Perspectives of an OT: My Personal Experience

Introduction 

At our practice, we celebrate the joy that can come with finding your neurodivergent identity. We recognise the importance of sharing individual stories about how identification can help with self-compassion and discovery. Here we have the unique perspective of an Autistic Occupational Therapist Katie Kerley, who alongside being the Clinical Director of Horizons Therapy Services Ltd in Dundalk is The Adult Autism & ADHD Practice's Consultant Occupational Therapist and one of our main team of trainers on neurodiversity affirmative approaches. Here she discusses her own personal experiences in an extract from our latest book "The Neurodiversity Affirmative Child Autism Assessment Handbook.


My Personal Experience

As a child raised in an accepting household of quirky people, I think I was cocooned from the feeling of being different in many ways. The security and surety of home was a haven I could always return to no matter what happened in the world outside. I was blanketed in the rhythms and routines of an environment that catered to me.

 

I felt it outside my home sure, but I also surrounded myself with like-minded souls who understood and accepted me. Nonetheless, stepping out of my comfort zone and into the wide open world, I often did feel that sense of being “other” and therefore I performed many roles, and was adept at code switching to fit in with different groups. I played the part of a nerd, a goth, a girly girl etc. I think pretty convincingly but then I don’t really know how it was received by people I was not close to.

 

I have the dual experience of having been both the assessor and the assessed, so I have been on both sides of the assessment table. This has given me a lot of insight and empathy in relation to the thoughts and feelings that someone may be experiencing prior to, during and after assessment.

 

I vividly remember a psychologist friend saying to me beforehand “What will you do if they say you are not Autistic?” and feeling a small amount of panic that I could be wrong about who I am or that I might not be seen for who I am. This is a question I often ask people who come to see me. The answers are often so sure and so definite, ranging from “well that would be wrong” to “if that’s the case then I clearly don’t know myself”. I felt this way too, but still a small seed of doubt was sown. I think a lot of us late-identified Autistics have this little shadow of uncertainty and imposter syndrome looming over us. Maybe because we have had years of masking and people believed our performance so wholly that we lost who we were behind the mask. In the end, confirming that you are Autistic, it’s kind of like a discovery and a rediscovery all in one.

=-=-=-=-=

TO DO »
1. Answer these questions about the occupational therapist's personal account:
(a) In which town is Horizons Therapy Services Ltd based?
(b) Which three roles does the writer name as parts she played to fit in?
(c) Who asked the writer "What will you do if they say you are not Autistic?"
2. Translate this sentence from the occupational therapist's account into Spanish: "This is a question I often ask people who come to see me."
3. Resume the occupational therapist's account of her own assessment experience, picking up after its final sentence.

Data entries »

=-=-=-=-=

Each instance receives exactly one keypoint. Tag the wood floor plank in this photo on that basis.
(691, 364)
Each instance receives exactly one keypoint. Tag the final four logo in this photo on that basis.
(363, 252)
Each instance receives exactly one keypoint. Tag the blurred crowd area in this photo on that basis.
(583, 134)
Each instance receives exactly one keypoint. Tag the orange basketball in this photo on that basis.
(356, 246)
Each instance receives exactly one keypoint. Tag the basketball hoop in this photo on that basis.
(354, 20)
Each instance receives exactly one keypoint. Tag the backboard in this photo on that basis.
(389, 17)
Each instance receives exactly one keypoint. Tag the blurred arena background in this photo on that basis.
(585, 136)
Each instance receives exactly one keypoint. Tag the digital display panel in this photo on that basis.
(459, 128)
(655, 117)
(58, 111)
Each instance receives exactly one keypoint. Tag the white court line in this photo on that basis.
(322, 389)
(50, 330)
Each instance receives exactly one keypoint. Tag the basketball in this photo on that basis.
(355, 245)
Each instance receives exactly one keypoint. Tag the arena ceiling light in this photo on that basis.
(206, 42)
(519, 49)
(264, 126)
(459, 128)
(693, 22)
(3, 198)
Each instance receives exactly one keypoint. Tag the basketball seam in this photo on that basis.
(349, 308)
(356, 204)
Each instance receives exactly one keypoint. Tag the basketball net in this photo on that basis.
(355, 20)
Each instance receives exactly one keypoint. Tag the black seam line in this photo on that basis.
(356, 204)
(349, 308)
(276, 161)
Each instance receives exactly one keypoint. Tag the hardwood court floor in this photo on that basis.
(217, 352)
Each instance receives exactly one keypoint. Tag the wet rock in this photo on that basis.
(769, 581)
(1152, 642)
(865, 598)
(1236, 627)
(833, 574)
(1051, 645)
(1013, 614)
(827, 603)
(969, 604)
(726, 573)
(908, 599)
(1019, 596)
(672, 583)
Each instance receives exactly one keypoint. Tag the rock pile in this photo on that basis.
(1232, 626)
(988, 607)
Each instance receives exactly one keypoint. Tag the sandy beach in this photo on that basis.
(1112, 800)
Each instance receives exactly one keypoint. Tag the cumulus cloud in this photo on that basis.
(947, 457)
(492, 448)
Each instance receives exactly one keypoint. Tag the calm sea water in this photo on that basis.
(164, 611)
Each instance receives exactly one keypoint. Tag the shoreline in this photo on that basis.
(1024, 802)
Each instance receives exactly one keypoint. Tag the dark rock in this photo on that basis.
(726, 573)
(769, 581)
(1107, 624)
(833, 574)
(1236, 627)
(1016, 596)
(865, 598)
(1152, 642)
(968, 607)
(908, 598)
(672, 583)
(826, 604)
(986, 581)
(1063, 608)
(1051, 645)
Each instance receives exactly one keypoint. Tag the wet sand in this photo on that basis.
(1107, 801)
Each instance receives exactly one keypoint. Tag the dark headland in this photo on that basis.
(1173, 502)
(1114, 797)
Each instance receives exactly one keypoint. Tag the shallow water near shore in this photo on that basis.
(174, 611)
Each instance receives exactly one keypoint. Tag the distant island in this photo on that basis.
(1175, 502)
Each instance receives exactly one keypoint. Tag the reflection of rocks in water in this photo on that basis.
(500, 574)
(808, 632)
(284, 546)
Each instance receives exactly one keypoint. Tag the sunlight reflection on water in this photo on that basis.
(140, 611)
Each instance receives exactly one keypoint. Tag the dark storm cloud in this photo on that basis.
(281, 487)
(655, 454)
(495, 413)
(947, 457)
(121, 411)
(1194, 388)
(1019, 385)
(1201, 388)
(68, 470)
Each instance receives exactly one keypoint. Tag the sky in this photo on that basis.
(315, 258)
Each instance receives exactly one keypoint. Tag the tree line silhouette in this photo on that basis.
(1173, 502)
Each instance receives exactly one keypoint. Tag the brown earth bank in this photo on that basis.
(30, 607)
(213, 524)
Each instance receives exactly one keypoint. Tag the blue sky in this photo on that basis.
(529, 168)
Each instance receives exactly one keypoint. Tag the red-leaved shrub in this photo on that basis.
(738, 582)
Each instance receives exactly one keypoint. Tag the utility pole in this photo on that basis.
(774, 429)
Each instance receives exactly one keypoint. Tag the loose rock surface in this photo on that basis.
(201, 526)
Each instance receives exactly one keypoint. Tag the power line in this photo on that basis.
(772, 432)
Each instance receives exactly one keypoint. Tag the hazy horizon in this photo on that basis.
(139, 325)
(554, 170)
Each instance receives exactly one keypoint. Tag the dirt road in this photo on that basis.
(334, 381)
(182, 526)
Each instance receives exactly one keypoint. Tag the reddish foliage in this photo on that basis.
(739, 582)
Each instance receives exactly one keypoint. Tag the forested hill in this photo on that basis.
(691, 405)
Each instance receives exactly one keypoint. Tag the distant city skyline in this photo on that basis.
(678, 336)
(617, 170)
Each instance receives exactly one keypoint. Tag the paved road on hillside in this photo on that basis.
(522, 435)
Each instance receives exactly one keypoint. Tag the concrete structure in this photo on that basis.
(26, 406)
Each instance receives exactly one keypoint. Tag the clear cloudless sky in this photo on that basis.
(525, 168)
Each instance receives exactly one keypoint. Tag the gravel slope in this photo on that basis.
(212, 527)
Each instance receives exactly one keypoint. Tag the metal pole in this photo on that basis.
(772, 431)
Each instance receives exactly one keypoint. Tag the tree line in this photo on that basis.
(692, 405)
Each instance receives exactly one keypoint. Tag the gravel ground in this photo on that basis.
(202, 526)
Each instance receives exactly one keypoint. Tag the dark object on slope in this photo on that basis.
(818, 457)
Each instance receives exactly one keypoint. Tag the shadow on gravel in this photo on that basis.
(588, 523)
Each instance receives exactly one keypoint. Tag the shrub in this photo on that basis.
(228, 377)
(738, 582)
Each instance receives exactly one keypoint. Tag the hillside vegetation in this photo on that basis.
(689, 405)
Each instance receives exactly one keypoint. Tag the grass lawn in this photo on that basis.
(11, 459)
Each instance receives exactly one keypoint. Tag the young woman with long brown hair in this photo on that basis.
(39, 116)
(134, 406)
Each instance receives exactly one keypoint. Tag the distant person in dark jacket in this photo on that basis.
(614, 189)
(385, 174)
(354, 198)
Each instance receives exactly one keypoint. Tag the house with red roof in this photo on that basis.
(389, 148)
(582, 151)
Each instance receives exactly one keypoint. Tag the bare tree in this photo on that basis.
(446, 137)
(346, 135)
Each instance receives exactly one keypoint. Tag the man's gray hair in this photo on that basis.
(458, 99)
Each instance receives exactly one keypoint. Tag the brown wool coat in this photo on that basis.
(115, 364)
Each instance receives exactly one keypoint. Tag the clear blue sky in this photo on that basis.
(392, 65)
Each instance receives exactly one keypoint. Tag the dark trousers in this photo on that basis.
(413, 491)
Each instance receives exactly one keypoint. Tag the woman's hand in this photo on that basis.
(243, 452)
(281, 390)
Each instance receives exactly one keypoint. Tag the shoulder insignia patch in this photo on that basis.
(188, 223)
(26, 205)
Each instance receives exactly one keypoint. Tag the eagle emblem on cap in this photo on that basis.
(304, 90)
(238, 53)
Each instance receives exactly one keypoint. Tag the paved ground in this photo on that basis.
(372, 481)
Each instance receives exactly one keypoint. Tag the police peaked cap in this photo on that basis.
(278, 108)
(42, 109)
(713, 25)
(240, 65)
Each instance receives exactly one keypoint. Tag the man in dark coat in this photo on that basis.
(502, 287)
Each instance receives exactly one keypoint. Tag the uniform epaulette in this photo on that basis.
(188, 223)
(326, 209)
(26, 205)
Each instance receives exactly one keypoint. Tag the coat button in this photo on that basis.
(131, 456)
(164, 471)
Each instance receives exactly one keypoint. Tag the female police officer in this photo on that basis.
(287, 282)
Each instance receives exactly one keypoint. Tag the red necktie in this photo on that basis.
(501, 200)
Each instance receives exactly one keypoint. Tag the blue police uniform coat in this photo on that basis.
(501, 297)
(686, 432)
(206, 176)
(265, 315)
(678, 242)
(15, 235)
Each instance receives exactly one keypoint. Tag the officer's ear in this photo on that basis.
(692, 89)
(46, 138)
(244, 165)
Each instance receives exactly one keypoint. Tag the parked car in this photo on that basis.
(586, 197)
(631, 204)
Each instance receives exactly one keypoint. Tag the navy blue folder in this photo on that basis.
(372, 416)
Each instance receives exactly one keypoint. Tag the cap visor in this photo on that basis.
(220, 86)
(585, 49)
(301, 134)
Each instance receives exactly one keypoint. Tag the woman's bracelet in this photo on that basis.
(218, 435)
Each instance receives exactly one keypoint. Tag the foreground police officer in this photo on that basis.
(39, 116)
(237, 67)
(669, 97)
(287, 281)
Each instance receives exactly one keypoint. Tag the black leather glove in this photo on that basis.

=-=-=-=-=

ANSWERS TO EACH TASK »
1.
(a) Dundalk
(b) A nerd, a goth and a girly girl
(c) A psychologist friend

2. Esta es una pregunta que suelo hacer a las personas que vienen a verme.

3.
 

I think it’s important to mention something here. I am not proud of this, but I have been “trained” in identifying an Autistic person as part of an MDT for quite a long time, and I have worked with Autistic children in some capacity for almost 2 decades by now, and I still did not see myself as being Autistic for years. I just didn’t consider it. Even though I seemed to have a strong affinity and sense of kinship with both Autistic children and adults. I already knew I was Dyspraxic and possibly ADHD, so surely this accounted for all my traits and quirks? It was only when I expanded my work to include Autistic adults that I started to very vividly see myself mirrored back. And the amazing thing is, is that my clients identified this in me too. Many of them said, “it seems that you are Autistic too…are you really not?” At this point, I wasn’t sure…

 

I also attended almost every webinar put out by Ausome Training (an Autistic led neurodiversity training organisation, offering education and support for Autistic people, families, healthcare providers and educators) over a certain timespan and was deeply passionate about doing so. I felt so many feelings during these webinars! I would be pacing, heart racing, intermittently scurrying over to my laptop to frantically type in the chat. Why did I care so much and why did I feel such intense emotions listening to Actually Autistic people talk about Actually Autistic experiences? Over time, my suspicions about myself solidified into a clearer view and I thought during the COVID-19 lockdowns that it was time I confirmed it officially. I considered this then, and still do to this day, to be one of the best gifts I could give to myself, to invest in absolutely confirming who I am.

 

This left me with a dilemma, where to go and what to do? I had read so many diagnostic reports from my clients and heard their experience of being confronted with a blunt, medicalised and pathologized document describing them as if they were a lab specimen or a case-study. I did not want this for myself, even though I knew I would see through the stark language and maybe see it as a means to an end.  A necessary ugliness to endure in order for me to confirm my identity.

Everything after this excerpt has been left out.